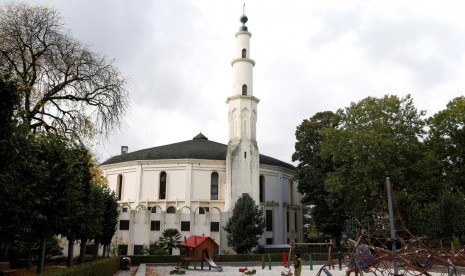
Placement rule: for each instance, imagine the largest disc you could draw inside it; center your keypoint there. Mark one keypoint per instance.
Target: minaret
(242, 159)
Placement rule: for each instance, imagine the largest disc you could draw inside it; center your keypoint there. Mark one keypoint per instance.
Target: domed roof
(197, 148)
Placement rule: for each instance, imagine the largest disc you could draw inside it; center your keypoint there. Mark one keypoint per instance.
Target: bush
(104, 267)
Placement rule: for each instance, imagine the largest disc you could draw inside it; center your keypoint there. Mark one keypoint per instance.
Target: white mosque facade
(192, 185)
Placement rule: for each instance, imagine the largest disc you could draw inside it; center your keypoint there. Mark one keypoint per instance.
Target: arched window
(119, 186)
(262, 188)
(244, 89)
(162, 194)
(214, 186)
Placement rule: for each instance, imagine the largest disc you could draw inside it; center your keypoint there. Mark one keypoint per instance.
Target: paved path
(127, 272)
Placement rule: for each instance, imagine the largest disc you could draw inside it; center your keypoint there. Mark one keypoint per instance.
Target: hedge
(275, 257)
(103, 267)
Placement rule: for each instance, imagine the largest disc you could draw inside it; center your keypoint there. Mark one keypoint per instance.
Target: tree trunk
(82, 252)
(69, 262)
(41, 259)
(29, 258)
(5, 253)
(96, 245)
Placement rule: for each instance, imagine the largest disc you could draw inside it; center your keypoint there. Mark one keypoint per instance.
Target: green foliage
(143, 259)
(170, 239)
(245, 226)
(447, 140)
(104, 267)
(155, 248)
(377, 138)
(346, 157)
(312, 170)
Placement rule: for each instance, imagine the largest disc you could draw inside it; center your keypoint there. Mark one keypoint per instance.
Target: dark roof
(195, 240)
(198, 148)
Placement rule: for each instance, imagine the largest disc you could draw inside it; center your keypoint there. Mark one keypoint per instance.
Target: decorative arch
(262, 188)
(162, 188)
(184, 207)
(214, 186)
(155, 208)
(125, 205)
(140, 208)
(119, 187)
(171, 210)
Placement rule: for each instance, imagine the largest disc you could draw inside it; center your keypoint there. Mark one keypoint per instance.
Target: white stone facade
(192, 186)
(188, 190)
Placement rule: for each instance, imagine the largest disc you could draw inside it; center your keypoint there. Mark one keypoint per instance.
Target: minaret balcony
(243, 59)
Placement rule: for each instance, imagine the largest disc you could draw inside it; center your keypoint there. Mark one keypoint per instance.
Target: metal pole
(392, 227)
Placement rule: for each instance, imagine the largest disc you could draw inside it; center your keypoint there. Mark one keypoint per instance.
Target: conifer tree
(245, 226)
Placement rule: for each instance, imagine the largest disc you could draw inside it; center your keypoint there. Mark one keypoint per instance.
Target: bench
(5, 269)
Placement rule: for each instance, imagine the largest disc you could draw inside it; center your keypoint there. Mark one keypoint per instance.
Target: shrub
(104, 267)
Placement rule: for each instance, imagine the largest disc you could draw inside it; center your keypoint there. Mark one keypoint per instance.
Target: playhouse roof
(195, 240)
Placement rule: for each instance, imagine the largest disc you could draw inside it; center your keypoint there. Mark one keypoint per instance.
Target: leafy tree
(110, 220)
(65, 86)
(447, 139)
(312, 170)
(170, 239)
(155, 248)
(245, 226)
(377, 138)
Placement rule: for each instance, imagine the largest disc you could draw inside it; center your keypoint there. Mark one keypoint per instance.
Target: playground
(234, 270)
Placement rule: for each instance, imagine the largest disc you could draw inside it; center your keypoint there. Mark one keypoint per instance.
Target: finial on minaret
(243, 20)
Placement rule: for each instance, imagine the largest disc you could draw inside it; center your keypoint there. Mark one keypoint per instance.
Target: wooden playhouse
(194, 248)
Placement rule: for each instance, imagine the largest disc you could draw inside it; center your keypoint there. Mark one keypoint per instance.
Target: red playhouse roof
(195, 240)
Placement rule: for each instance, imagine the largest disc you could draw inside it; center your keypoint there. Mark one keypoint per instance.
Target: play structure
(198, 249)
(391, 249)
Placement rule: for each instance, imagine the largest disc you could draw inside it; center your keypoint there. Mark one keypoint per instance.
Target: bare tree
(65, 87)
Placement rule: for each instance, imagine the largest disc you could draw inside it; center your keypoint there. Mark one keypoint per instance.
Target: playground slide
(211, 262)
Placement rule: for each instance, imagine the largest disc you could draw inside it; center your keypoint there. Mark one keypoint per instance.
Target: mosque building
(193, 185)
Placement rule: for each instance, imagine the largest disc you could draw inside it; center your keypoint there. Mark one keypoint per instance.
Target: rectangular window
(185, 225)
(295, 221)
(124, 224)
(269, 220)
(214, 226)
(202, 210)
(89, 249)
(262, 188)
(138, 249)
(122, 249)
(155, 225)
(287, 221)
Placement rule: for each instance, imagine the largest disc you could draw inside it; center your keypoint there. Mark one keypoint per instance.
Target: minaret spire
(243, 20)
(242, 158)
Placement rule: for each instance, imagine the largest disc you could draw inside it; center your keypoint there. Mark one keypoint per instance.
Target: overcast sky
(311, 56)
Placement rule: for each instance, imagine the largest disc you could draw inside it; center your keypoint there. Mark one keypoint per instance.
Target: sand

──────────────────────────────

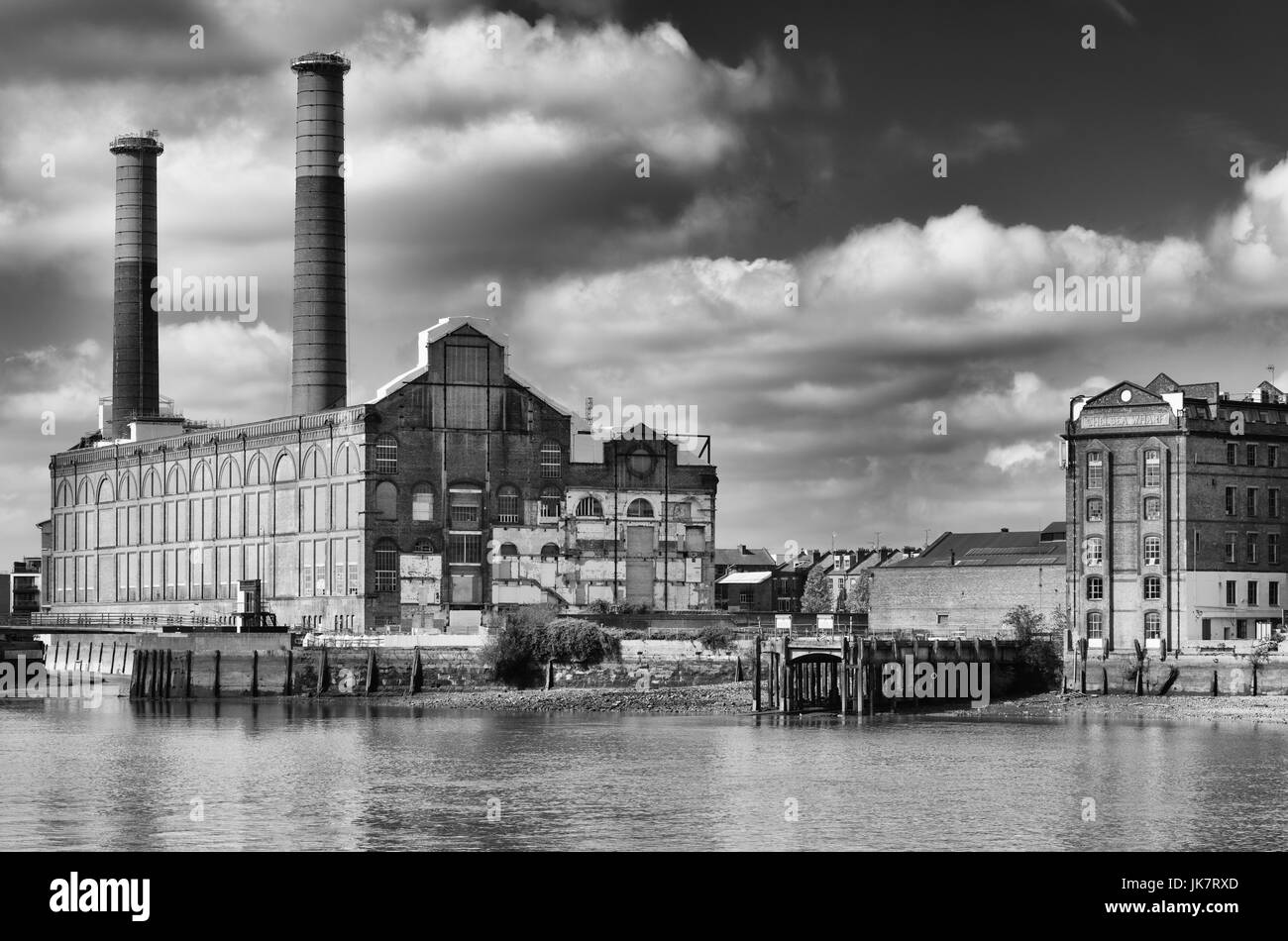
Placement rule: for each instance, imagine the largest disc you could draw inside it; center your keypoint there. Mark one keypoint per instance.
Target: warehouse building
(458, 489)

──────────────────────────────

> Exercise brief: All lines above from the line with "Target: overcast sky" through the line with "Target: sand", both included, are to be set down exactly, with nothing else.

> Problem solution:
Target: overcast sky
(311, 56)
Placement rule: for each instance, imagine the largest disc you could draw inside it; center your keypoint there. Mark one keypoint per instance.
Target: sand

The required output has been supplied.